## Work to complete
**a)** Answer these about the Dawson fire account:
(i) On what date did Darrell Brooks set the fire at the Dawsons' home?
(ii) How did Carnell, Sr. get out of the burning house?
(iii) What at Kevin's school would be named in his honor?
**b)** Can you extract, word for word, the part of the Dawson fire account starting at "Carnell, Jr., ten, agile" and ending at "the builder refused."?

## Document excerpt
===============
40
FBI's 'Safe Street Task Force'
fiddles with rap music
while the Dawsons' house burns once again, Part 2

  

     The last time the Dawsons would need to call 911, on October 16, they wouldn't be able to make it to the phone.
     In the early morning hours of October 16, 2002, while the Dawsons slept, Darrell Brooks kicked down the door of the Dawsons' home and threw gasoline on the floor and stairway. It was the only way out of the house.
     He lit a fire in the little tinder-box house. The fire this time was all-consuming. Brooks then went up on to his roof, on the other side of Eden Street, and watched the flames lick at the Dawsons' little yellow house. Soon he would hear the screams.
     For all their expensive technology, neither FBI's "Safe Streets Task Force," nor the 911 operators, heard the last futile calls for help emanating from the Dawson household on Preston and Eden.
     The neighbors are haunted by the memory of the last screams of help from Angela Dawson. Her last pleas were now directed at God:

     "God, please help me. Help me get my children out!"

     Fire burst through the windows and roof. Someone called 911. Three minutes later the fire trucks pulled up, but Carnell, Sr already lay dying on the sidewalk. Burns covering most of his body, Carnell managed to escape the conflagration by throwing himself from an upstairs window. He broke his pelvis when he hit the street. He was the only one who made it out. A few days later, never regaining consciousness, he died.

     Inside his house his wife and kids were burning to death.
     Angela and her five children.
     Lawanda, fourteen years old, who liked to draw, and said he wanted to study art.
     Juan, age twelve, who was a good reader and a good student.
     Carnell, Jr., ten, agile and quick.
     Keith, nine, always joking.
     His twin, Kevin, affectionate, and a great reader. His school's reading room would be named in his honor.
     They lived like stones that the builder refused.
===============
(Collection entries)
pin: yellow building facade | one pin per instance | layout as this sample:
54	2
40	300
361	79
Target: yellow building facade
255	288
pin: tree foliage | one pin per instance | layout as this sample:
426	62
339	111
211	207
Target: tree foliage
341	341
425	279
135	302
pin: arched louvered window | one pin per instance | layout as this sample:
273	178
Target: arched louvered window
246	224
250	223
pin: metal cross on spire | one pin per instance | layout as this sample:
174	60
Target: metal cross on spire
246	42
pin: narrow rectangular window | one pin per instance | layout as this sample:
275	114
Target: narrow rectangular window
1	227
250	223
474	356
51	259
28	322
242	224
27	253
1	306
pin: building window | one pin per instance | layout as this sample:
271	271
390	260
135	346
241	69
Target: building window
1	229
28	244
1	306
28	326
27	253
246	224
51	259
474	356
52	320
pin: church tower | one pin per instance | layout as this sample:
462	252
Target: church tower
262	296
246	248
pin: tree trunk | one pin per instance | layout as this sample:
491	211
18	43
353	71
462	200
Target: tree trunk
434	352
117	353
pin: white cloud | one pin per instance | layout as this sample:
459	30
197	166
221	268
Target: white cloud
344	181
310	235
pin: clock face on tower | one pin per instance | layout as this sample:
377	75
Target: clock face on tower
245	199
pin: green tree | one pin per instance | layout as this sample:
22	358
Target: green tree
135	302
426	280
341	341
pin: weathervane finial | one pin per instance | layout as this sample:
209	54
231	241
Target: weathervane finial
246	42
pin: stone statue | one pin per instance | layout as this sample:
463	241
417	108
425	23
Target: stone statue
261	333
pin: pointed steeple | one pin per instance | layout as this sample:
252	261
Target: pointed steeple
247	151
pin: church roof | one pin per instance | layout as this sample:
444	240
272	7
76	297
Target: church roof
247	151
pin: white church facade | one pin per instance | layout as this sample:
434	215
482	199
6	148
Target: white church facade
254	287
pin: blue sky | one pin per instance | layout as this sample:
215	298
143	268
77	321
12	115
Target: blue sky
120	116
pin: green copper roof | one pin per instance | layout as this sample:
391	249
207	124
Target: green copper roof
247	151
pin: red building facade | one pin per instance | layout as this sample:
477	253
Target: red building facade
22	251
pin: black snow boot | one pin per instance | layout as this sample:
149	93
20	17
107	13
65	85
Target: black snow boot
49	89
===============
## Responses for each task
**a)**
(i) October 16, 2002
(ii) He threw himself from an upstairs window.
(iii) The school's reading room

**b)**
Carnell, Jr., ten, agile and quick.
     Keith, nine, always joking.
     His twin, Kevin, affectionate, and a great reader. His school's reading room would be named in his honor.
     They lived like stones that the builder refused.